→ AIM OF THE TASK
The response should consist solely of the line containing "Please point out the forest in" and the lines after it through the end of the listing below, repeated exactly.

→ MATERIAL FOR THE TASK
++++++++++++++++++++

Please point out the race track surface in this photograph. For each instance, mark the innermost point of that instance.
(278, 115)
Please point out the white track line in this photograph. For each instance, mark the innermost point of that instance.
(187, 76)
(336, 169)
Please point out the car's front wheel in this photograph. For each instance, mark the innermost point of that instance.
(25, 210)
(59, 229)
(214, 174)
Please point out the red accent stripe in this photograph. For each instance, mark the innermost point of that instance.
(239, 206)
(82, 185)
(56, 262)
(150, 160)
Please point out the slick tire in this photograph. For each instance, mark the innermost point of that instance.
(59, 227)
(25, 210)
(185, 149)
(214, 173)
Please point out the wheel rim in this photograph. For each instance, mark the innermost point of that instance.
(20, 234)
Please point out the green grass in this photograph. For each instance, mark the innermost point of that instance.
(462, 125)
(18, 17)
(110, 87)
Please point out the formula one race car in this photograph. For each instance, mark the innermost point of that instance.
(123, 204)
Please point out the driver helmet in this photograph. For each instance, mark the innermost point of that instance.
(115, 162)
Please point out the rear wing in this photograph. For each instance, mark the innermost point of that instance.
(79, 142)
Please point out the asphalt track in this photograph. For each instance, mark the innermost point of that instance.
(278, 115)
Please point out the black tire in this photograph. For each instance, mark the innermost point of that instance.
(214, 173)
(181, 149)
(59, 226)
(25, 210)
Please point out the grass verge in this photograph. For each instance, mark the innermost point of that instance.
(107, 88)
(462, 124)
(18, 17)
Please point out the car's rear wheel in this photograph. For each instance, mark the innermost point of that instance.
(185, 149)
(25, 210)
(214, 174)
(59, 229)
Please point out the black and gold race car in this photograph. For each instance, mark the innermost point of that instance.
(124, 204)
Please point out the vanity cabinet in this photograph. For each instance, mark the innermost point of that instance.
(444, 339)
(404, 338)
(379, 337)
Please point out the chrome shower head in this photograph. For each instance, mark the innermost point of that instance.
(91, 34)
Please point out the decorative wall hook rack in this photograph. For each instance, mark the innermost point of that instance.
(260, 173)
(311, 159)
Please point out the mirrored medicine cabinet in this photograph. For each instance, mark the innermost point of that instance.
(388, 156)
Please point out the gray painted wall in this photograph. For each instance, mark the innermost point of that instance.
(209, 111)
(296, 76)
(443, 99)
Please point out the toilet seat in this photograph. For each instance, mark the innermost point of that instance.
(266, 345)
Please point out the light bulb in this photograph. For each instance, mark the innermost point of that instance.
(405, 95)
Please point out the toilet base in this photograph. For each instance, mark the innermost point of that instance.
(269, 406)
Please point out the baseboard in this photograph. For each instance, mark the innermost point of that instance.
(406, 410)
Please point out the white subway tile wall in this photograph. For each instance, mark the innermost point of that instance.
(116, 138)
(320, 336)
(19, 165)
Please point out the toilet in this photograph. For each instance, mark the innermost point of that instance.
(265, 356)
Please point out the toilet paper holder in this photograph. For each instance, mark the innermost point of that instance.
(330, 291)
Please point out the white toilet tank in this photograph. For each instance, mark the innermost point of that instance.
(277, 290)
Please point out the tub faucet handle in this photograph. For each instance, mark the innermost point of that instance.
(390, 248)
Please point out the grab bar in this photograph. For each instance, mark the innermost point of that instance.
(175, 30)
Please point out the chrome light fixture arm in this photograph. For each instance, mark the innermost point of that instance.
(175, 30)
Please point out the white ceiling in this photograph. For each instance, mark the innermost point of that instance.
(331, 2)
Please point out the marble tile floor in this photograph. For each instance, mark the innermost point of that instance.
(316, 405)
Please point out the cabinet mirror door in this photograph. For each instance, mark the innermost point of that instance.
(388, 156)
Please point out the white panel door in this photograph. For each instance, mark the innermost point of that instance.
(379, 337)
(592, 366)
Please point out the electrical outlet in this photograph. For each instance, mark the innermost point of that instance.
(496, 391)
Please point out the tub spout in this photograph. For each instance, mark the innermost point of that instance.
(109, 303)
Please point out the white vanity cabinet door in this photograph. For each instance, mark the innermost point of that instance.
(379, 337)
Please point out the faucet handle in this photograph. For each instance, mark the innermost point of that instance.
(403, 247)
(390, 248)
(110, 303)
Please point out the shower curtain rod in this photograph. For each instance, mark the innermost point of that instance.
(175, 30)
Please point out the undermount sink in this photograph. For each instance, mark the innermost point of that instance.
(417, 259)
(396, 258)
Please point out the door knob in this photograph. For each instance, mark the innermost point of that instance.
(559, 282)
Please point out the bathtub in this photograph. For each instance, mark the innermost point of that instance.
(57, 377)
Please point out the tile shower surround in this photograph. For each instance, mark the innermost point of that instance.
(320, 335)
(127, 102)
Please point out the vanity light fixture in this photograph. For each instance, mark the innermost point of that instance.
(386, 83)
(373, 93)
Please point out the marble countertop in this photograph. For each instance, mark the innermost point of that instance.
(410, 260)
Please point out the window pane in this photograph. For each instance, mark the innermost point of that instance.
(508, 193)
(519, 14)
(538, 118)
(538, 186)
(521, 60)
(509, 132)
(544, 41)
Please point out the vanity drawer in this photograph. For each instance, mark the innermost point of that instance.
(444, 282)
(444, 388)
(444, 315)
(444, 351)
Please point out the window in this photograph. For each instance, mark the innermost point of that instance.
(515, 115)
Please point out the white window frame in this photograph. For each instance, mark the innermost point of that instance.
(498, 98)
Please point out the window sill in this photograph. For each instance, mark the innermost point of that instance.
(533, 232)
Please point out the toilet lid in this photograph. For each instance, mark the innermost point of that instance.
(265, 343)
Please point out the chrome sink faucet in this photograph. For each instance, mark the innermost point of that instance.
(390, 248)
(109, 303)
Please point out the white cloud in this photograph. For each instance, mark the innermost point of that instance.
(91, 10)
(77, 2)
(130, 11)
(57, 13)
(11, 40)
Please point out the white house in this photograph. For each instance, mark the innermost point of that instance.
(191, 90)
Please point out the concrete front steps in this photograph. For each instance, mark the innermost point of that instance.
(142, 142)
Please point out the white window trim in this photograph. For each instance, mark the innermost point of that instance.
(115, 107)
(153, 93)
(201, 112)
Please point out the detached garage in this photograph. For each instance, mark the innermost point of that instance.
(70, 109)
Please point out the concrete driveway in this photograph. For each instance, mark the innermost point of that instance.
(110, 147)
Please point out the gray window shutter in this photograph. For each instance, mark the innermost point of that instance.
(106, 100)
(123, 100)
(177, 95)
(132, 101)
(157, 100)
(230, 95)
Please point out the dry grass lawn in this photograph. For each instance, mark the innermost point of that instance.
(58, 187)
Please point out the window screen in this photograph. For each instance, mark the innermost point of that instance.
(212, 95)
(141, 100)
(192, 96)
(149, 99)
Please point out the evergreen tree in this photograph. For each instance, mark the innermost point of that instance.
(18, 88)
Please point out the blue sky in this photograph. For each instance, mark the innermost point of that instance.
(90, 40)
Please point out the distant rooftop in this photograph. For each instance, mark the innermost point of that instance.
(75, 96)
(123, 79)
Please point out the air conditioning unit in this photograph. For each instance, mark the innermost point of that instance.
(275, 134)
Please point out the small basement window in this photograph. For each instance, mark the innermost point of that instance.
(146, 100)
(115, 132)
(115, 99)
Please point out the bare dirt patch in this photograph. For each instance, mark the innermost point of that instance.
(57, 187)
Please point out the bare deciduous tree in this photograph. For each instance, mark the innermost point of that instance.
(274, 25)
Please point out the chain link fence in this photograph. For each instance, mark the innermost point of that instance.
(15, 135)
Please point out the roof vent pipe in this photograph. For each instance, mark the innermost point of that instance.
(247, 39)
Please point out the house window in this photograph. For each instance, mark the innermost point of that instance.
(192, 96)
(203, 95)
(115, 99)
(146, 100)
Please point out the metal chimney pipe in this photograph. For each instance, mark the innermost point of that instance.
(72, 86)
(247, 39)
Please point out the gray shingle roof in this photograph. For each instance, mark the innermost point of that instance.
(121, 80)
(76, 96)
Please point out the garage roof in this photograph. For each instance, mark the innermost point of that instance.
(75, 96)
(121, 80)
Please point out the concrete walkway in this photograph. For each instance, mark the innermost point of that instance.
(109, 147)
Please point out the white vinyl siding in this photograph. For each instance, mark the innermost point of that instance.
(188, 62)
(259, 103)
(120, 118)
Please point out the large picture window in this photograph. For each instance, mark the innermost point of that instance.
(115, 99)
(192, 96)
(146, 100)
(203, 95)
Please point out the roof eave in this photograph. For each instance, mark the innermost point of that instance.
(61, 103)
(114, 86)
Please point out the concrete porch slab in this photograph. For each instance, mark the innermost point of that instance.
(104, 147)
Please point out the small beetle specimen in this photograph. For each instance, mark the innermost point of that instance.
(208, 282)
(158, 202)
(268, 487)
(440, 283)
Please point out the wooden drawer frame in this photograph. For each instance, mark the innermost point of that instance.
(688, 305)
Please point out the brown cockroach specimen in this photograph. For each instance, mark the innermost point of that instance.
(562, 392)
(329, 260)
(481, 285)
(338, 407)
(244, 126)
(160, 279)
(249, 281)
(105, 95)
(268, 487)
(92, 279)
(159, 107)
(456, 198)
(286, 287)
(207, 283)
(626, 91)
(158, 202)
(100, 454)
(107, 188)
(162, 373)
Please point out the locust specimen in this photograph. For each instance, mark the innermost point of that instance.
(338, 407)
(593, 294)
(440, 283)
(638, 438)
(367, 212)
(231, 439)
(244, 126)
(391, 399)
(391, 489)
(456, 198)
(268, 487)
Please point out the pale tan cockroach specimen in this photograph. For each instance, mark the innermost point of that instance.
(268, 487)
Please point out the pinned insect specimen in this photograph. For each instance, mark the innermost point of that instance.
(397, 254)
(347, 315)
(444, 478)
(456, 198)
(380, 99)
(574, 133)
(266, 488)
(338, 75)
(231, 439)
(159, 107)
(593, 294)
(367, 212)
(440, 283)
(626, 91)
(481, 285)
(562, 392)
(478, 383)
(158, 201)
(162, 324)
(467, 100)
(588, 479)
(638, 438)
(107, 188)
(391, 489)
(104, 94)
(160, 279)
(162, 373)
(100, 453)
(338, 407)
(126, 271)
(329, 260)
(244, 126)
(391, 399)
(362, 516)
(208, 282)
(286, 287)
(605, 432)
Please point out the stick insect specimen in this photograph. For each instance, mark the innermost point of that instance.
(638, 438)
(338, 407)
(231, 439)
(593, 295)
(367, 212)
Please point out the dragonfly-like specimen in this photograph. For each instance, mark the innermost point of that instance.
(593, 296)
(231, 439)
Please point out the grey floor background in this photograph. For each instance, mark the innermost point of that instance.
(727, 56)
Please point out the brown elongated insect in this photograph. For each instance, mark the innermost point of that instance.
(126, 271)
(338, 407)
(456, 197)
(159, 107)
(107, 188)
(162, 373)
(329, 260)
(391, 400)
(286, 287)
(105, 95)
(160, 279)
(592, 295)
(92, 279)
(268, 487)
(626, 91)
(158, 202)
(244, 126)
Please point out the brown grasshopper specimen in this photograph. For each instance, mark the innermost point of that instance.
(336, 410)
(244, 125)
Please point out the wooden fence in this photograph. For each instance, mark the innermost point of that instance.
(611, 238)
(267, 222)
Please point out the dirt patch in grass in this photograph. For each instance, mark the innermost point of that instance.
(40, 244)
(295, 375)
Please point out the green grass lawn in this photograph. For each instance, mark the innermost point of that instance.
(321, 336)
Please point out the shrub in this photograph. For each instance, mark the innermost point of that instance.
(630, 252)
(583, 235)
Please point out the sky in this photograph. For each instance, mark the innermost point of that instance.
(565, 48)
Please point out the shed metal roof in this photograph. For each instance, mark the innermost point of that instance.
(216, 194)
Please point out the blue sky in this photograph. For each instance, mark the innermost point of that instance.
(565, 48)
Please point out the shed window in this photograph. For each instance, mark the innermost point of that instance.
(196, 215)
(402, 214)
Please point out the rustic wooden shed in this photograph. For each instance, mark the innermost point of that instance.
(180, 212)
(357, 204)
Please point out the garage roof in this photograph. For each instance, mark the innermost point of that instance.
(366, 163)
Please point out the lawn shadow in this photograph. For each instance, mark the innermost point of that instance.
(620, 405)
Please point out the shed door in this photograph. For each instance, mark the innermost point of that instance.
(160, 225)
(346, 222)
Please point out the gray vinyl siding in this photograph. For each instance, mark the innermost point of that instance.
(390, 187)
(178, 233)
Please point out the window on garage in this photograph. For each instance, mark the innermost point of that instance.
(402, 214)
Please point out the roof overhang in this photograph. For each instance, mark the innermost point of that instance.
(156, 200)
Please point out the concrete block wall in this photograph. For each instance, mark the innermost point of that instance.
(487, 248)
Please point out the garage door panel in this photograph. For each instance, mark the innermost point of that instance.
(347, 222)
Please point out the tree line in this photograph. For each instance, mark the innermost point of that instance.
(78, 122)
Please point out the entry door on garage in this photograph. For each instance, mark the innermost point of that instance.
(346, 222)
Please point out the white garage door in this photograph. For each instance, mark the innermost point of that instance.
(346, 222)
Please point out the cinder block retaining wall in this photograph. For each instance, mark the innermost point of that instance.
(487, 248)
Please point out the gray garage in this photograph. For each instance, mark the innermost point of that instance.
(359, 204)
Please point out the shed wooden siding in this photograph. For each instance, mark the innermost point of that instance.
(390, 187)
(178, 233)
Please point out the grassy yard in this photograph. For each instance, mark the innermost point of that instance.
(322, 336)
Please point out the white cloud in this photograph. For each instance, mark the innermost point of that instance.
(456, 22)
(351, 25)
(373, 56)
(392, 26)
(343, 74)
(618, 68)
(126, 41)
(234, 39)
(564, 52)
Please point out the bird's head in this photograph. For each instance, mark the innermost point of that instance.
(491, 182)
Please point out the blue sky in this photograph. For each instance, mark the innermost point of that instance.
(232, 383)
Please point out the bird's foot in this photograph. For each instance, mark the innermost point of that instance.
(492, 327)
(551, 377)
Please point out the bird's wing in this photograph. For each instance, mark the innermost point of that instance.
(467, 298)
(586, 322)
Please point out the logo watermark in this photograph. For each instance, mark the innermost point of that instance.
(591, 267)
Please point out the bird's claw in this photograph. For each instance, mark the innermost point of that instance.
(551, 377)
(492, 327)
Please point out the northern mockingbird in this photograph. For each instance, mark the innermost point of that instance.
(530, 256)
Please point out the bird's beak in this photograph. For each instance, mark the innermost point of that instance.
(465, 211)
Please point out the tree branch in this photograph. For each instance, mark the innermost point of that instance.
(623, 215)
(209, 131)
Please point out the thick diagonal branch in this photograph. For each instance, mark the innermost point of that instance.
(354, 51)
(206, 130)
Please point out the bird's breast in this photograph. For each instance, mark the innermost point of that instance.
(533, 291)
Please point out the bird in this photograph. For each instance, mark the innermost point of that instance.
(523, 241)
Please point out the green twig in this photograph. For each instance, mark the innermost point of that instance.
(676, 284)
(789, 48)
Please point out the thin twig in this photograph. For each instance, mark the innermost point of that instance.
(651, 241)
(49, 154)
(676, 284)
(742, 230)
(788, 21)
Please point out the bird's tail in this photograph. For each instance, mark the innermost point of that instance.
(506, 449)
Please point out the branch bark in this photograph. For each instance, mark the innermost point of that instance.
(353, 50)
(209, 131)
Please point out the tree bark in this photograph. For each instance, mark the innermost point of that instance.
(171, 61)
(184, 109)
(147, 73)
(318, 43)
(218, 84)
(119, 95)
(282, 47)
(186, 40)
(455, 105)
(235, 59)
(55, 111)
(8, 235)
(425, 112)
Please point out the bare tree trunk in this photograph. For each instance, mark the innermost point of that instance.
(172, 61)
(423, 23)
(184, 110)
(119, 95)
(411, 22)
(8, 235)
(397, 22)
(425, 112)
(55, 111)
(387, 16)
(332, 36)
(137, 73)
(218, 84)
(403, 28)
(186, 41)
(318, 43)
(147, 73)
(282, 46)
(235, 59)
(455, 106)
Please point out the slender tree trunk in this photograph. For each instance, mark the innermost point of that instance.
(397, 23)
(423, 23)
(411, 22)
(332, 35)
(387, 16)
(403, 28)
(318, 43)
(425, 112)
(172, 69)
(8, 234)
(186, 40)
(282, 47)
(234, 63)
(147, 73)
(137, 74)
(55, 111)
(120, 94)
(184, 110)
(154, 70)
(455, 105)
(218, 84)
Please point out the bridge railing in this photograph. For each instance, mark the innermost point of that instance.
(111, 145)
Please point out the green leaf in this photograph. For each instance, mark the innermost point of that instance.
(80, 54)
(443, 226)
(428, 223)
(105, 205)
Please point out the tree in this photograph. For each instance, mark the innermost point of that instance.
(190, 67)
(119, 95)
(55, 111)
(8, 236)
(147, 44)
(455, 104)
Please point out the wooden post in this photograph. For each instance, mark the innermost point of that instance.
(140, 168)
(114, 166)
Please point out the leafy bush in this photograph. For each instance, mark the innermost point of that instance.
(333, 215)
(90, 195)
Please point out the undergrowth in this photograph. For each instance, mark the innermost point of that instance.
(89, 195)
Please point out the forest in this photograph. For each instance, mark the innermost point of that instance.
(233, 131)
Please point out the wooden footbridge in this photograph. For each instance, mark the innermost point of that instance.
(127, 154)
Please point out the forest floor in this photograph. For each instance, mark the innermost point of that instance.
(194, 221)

++++++++++++++++++++

→ SOLUTION TO THIS EXERCISE
Please point out the forest in this photograph. For each instance, mark the innermost point of that instance.
(233, 131)
Please point out the wooden footbridge in this photograph. For each instance, mark the innermost point of that instance.
(127, 154)
Please point out the forest floor in this photograph. For each instance, mark the innermost point of that instance.
(194, 221)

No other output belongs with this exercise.